Position identification records
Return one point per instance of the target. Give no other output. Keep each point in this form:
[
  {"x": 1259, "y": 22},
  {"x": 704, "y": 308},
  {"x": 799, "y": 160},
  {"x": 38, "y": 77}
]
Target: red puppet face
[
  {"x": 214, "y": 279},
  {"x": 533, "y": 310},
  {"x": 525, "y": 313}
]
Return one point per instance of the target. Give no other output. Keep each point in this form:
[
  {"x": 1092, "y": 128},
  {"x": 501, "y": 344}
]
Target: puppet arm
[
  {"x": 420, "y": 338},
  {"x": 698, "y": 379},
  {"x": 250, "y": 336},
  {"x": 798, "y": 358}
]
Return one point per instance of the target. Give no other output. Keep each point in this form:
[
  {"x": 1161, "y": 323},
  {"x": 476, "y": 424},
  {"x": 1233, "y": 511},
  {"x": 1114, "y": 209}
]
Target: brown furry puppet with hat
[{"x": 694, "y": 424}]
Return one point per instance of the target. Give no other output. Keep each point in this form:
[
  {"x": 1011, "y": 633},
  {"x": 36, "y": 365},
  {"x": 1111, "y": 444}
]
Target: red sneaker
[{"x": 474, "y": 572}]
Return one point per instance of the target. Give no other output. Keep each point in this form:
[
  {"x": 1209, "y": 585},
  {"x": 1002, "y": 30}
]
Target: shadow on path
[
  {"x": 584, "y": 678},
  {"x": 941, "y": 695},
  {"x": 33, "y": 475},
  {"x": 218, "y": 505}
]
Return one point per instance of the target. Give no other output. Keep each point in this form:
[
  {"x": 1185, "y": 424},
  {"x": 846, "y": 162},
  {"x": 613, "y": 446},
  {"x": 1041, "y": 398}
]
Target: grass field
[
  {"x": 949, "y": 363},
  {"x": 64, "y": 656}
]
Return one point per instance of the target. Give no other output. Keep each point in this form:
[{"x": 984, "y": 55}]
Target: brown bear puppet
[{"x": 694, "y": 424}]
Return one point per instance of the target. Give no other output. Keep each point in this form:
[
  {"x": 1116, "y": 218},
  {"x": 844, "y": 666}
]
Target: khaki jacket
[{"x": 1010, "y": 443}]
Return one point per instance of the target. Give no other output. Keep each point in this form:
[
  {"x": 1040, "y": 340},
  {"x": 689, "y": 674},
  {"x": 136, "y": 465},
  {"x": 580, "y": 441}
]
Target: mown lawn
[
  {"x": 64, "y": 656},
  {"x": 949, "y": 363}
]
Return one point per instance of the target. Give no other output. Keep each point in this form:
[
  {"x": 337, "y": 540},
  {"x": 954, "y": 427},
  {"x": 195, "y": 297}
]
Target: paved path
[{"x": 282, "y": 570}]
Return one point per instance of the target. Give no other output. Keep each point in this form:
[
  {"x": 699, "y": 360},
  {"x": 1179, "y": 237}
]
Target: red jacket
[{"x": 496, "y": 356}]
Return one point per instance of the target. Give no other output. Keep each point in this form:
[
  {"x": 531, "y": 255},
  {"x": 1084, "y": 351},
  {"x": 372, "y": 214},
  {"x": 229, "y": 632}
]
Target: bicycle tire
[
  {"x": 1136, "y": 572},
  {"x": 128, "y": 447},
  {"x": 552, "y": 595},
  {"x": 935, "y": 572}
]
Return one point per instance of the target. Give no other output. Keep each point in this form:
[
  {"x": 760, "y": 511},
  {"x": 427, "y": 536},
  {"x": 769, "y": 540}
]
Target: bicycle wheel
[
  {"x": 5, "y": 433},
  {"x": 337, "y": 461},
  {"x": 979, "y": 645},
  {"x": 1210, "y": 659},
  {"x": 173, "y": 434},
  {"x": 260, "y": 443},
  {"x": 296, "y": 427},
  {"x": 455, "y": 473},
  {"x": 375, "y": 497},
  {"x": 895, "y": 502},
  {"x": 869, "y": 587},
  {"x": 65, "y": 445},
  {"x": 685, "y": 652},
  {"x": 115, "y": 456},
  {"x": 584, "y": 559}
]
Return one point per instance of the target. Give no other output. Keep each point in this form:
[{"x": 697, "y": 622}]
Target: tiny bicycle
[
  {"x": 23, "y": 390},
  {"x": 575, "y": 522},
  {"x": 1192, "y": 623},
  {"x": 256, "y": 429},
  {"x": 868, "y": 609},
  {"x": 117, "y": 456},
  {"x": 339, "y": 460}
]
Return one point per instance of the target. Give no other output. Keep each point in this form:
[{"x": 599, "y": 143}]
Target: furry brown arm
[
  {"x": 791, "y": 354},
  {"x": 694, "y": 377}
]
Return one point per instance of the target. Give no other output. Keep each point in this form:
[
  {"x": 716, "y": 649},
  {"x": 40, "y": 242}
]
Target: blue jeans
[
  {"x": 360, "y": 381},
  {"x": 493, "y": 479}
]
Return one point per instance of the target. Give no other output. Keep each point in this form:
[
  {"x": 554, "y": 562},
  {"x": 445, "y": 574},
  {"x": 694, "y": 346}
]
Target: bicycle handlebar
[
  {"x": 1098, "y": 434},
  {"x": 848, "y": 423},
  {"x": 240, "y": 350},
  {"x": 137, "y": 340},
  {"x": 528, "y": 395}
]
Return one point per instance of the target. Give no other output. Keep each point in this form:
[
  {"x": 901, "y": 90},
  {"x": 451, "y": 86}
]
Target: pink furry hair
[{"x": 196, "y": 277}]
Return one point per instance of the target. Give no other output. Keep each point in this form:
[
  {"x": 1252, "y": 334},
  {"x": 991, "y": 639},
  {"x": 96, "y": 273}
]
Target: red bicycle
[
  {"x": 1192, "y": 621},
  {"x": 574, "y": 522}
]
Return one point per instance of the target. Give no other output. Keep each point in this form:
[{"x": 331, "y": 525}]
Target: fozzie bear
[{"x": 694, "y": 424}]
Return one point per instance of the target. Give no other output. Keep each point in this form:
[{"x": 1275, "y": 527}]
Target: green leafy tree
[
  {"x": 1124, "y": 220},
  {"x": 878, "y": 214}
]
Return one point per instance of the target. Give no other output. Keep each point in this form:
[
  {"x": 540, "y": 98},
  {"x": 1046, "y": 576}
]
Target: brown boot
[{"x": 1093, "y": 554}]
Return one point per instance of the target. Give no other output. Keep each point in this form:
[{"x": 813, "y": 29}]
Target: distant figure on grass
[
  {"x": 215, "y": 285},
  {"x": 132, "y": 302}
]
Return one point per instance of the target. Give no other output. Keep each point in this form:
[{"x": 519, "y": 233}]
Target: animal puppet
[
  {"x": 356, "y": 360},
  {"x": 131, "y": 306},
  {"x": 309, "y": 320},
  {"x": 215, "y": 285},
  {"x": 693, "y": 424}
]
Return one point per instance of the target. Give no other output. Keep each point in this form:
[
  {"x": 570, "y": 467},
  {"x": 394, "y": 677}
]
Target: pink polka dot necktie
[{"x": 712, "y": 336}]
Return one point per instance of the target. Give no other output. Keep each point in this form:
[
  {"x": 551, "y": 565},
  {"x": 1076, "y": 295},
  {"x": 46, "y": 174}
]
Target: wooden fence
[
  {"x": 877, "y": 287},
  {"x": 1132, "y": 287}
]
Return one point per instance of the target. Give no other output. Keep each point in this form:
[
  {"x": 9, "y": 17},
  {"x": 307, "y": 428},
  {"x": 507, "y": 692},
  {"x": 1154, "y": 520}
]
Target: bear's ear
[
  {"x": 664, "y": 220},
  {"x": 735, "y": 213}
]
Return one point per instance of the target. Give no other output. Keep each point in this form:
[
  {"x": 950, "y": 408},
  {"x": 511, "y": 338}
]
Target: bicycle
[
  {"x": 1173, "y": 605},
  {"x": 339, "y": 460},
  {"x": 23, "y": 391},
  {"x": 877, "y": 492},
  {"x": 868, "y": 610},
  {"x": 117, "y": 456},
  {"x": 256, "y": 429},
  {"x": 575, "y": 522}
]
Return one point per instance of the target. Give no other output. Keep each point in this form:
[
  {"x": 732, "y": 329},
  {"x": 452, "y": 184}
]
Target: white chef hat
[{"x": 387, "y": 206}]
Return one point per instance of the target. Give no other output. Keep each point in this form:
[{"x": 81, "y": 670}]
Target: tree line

* _Goal_: List each line in the rows above that contains the string "bicycle". Uppercase and lowercase count as different letters.

* _The response_:
Target: bicycle tire
Target: bicycle wheel
Target: tiny bicycle
Target: bicycle handlebar
Target: red bicycle
Target: bicycle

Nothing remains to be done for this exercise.